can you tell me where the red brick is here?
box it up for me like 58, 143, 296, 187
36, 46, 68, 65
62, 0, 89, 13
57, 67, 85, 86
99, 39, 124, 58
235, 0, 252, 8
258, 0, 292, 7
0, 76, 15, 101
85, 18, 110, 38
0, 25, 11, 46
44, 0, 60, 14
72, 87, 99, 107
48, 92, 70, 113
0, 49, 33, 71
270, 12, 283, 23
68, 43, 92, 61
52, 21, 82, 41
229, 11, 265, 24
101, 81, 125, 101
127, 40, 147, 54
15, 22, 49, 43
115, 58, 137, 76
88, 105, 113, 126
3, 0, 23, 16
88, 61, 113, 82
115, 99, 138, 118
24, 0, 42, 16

========

What the task asks:
Without leaving anything out, quote all the data.

Exercise response:
can you tell me where the red brick is here?
box it up for me like 58, 143, 296, 187
36, 46, 68, 65
62, 0, 89, 13
57, 67, 85, 86
99, 39, 124, 58
235, 0, 252, 8
258, 0, 292, 7
0, 76, 15, 101
85, 18, 110, 38
0, 25, 11, 46
44, 0, 60, 14
72, 87, 99, 107
48, 92, 70, 113
0, 49, 33, 71
270, 12, 283, 23
68, 43, 92, 61
52, 21, 82, 41
229, 11, 265, 24
101, 81, 125, 101
127, 40, 147, 54
15, 22, 49, 43
115, 58, 137, 76
88, 105, 113, 126
3, 0, 23, 16
88, 61, 113, 82
115, 99, 138, 118
24, 0, 42, 16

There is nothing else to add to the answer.